» **PROVIDED PASSAGE**
14th Regiment Armory
NYC Landmark #1965
|Location||1402 Eighth Avenue, Brooklyn, New York, US|
|Area||3 acres (1.2 ha)|
|Architect||William A. Mundell|
|Architectural style||Late Victorian|
|MPS||Army National Guard Armories in New York State MPS|
|NRHP reference #||94000367|
|Added to NRHP||April 14, 1994|
|Designated NYCL||April 14, 1998|
The 14th Regiment Armory, also known as the Eighth Avenue Armory and the Park Slope Armory, is a historic National Guard armory building located on Eighth Avenue between 14th and 15th Streets in the South Slope neighborhood of Brooklyn, New York City, United States. The building is a brick and stone castle-like structure, and designed to be reminiscent of medieval military structures in Europe. It was built in 1891–95 and was designed in the Late Victorian style by William A. Mundell.
The structure was originally built for the 14th Regiment of the New York State Militia. Since the 1980s, it has been in use as a women's homeless shelter. A veterans' museum and a YMCA sports facility are also located in the armory.
The 14th Regiment of the New York State Militia, organized in the 1840s, was the United States' most active state militia by the late 19th century. Nicknamed the "Fighting Fourteenth" and the "Red-Legged Devils", the 14th Regiment participated in numerous battles during the American Civil War. Concerns about the readiness of volunteer militia led to the passage of an "Armory Law" in 1862, during the Civil War, which called for the construction of armories statewide. However, the effort stagnated after the end of the war. The 14th Regiment moved to the Gothic-style Second Division/North Portland Avenue/State Arsenal in 1877–1878, whereupon the facility was renamed to "State Armory". The Second Division Armory, now demolished, was located at Auburn Place and North Portland Avenue in what is now Fort Greene.
In 1890–1891, the 14th Regiment Armory Commission made plans for a new armory building in the present-day neighborhood of Park Slope, along Eighth Avenue between 14th and 15th Streets, near Prospect Park. The lot measured 200 feet (61 m) on Eighth Avenue and 550 feet (170 m) on the side streets. At the time, the site contained a few industrial buildings. On November 25, 1890, the commission decided to buy the site. The purchase was concluded on March 11, 1891, with the Kings County government paying the Nassau Land and Improvement Company a little over $79,000. William A. Mundell was the building's architect.

» **YOUR OBJECTIVE**
Replace "Armory Law" with "Armory Act" in the armory text between "The 14th Regiment of the New York State Militia, organized" and "now Fort Greene.", inclusive, and write out that stretch. Base your work only on the armory text.

» **DATA LINES**
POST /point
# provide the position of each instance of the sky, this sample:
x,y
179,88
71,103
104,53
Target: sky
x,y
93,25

» **RESULT OF THIS EXERCISE**
The 14th Regiment of the New York State Militia, organized in the 1840s, was the United States' most active state militia by the late 19th century. Nicknamed the "Fighting Fourteenth" and the "Red-Legged Devils", the 14th Regiment participated in numerous battles during the American Civil War. Concerns about the readiness of volunteer militia led to the passage of an "Armory Act" in 1862, during the Civil War, which called for the construction of armories statewide. However, the effort stagnated after the end of the war. The 14th Regiment moved to the Gothic-style Second Division/North Portland Avenue/State Arsenal in 1877–1878, whereupon the facility was renamed to "State Armory". The Second Division Armory, now demolished, was located at Auburn Place and North Portland Avenue in what is now Fort Greene.